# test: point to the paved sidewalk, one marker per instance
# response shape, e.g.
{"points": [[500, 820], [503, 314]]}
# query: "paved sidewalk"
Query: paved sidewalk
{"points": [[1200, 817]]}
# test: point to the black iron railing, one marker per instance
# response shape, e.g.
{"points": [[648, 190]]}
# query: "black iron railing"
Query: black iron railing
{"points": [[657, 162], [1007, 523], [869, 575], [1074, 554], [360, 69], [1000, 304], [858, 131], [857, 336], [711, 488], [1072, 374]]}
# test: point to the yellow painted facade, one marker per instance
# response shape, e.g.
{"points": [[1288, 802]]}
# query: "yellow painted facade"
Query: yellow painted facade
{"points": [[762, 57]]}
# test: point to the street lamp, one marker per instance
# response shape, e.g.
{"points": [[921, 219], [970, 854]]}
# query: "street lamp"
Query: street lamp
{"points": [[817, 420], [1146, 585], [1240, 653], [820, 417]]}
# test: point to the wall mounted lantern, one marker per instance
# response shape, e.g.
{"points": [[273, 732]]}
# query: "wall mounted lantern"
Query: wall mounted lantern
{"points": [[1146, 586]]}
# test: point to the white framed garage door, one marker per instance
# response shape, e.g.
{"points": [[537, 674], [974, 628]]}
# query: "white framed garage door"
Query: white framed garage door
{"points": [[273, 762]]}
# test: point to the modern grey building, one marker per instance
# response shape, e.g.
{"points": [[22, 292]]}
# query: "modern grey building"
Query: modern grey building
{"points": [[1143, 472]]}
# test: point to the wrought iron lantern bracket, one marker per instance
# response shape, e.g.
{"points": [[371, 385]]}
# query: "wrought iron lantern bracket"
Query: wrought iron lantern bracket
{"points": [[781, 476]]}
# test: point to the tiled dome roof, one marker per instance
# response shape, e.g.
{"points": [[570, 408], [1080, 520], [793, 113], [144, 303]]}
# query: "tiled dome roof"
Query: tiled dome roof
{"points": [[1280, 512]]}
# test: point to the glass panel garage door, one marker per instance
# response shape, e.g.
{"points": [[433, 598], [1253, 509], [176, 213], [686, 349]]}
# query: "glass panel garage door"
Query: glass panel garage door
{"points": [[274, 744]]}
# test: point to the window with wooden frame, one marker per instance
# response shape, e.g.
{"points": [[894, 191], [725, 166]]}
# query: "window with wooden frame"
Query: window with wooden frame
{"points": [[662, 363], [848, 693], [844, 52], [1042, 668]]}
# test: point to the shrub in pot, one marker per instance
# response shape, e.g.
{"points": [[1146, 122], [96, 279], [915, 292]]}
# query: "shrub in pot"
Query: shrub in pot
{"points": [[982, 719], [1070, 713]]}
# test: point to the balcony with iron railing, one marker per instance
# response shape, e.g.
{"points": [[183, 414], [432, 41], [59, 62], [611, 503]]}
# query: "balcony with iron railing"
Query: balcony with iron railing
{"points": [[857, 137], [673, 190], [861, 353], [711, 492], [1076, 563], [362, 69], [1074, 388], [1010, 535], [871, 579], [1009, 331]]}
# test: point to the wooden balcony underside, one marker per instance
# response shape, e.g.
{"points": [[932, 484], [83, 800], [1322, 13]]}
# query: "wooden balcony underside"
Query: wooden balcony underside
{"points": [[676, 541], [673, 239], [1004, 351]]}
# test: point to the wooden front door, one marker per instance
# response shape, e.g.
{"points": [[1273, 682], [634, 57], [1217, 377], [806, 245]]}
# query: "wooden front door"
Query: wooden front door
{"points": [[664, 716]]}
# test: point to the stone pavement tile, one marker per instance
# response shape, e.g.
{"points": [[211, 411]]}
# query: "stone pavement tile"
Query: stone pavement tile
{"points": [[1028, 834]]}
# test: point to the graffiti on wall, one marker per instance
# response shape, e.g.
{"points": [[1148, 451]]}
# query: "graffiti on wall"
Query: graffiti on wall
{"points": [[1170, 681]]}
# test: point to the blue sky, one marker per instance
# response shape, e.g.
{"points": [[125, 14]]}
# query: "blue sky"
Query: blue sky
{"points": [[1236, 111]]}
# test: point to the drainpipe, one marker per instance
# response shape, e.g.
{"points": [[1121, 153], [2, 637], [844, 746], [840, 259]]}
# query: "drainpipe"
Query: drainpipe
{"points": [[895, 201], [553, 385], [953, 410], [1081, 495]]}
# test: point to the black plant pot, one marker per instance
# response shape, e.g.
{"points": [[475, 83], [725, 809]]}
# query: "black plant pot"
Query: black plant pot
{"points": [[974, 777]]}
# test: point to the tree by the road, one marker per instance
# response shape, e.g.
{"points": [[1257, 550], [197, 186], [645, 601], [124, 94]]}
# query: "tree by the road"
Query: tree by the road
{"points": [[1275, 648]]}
==*==
- Exercise prompt
Print the lines above without any changes.

- Correct result
# test: point to the paved sidewalk, one marker per instance
# response shape, e.g.
{"points": [[500, 820], [503, 314]]}
# query: "paved sidewalk"
Query: paved sidewalk
{"points": [[1200, 817]]}
# test: point to the black iron railing, one marker per instance
# response shape, e.g.
{"points": [[648, 190]]}
# query: "black iron railing"
Query: black iron railing
{"points": [[657, 162], [1007, 523], [869, 575], [1074, 554], [360, 69], [1000, 304], [858, 131], [857, 336], [711, 488], [1072, 374]]}
# test: point to the yellow painted facade, one marker per instance
# response shape, e.g.
{"points": [[1288, 802]]}
# query: "yellow painted facade"
Query: yellow painted facade
{"points": [[762, 57]]}
# test: point to the street lamp, one marker per instance
# response shape, e.g.
{"points": [[921, 219], [970, 854]]}
# query: "street lamp"
Query: street lamp
{"points": [[817, 420], [1146, 585], [1240, 653], [820, 417]]}
# test: point to the wall mounted lantern, one marker per instance
# response shape, e.g.
{"points": [[273, 732]]}
# query: "wall mounted lantern"
Query: wall mounted lantern
{"points": [[1146, 586]]}
# test: point to the white framed garage door, one marker per instance
# response shape, e.g.
{"points": [[537, 674], [974, 628]]}
# query: "white framed garage door"
Query: white framed garage door
{"points": [[273, 762]]}
# test: point to the modern grey building, one marker per instance
# response shape, e.g.
{"points": [[22, 292]]}
# query: "modern grey building"
Query: modern grey building
{"points": [[1143, 472]]}
# test: point to the wrought iron lantern bracket, one marker per instance
# response shape, e.g.
{"points": [[371, 385]]}
# query: "wrought iron lantern bracket"
Query: wrought iron lantern bracket
{"points": [[781, 476]]}
# test: point to the tiled dome roof, one marker per instance
# response shape, e.g.
{"points": [[570, 408], [1080, 520], [793, 113], [144, 303]]}
# query: "tiled dome roof"
Query: tiled dome roof
{"points": [[1280, 512]]}
# test: point to the glass panel garage door, one marker per instance
# response shape, e.g.
{"points": [[433, 598], [1253, 509], [176, 213], [686, 349]]}
# query: "glass panel garage door"
Query: glass panel garage door
{"points": [[274, 744]]}
# test: point to the window with wooden frame, one marker per instance
# response shape, e.g.
{"points": [[894, 191], [725, 166]]}
# query: "window with wooden frame"
Query: window with wooden frame
{"points": [[662, 363], [848, 693], [844, 52], [1042, 668]]}
# test: point to the shrub in pot, one marker per instance
# response shape, e.g.
{"points": [[1146, 122], [96, 279], [915, 292]]}
# query: "shrub in pot"
Query: shrub in pot
{"points": [[982, 719], [1070, 713]]}
# test: point to the balcony with iron railing, one marker per instance
# response shape, e.g.
{"points": [[183, 414], [432, 41], [59, 62], [611, 503]]}
# query: "balcony with iron railing"
Query: balcony with iron railing
{"points": [[857, 137], [673, 190], [861, 353], [711, 492], [1076, 563], [362, 69], [1074, 388], [1010, 535], [871, 579], [1009, 331]]}
# test: point to the wooden balcony underside, one marker per instance
# response shape, e.g.
{"points": [[932, 484], [83, 800], [1322, 13]]}
# query: "wooden balcony underside"
Query: wooden balcony underside
{"points": [[676, 541], [673, 239], [1004, 351]]}
# test: point to the wooden front door, one marker per instance
# response shape, e.g.
{"points": [[1273, 682], [634, 57], [1217, 377], [806, 245]]}
# query: "wooden front door"
Query: wooden front door
{"points": [[664, 716]]}
# test: point to the stone pavement tile, one marker per instance
# response shape, e.g.
{"points": [[211, 411]]}
# query: "stone pavement tile"
Query: stone pavement tile
{"points": [[1028, 834]]}
# test: point to the graffiti on wall, one marker per instance
# response shape, e.g.
{"points": [[1148, 451]]}
# query: "graffiti on wall"
Query: graffiti on wall
{"points": [[1170, 681]]}
# test: point to the blue sky, one marker per instance
# response shape, e.g.
{"points": [[125, 14]]}
# query: "blue sky"
Query: blue sky
{"points": [[1236, 111]]}
# test: point to the drainpipe, one marker per instance
# response shape, e.g.
{"points": [[1121, 153], [2, 637], [844, 746], [840, 259]]}
# query: "drainpipe"
Query: drainpipe
{"points": [[895, 201], [553, 385], [953, 410], [1081, 495]]}
# test: point to the black plant pot, one marker per instance
# response shape, e.g.
{"points": [[475, 83], [725, 809]]}
# query: "black plant pot"
Query: black plant pot
{"points": [[974, 777]]}
# test: point to the tree by the road, one marker per instance
# response shape, e.g.
{"points": [[1257, 550], [197, 186], [645, 601], [124, 94]]}
# query: "tree by the road"
Query: tree by the road
{"points": [[1275, 648]]}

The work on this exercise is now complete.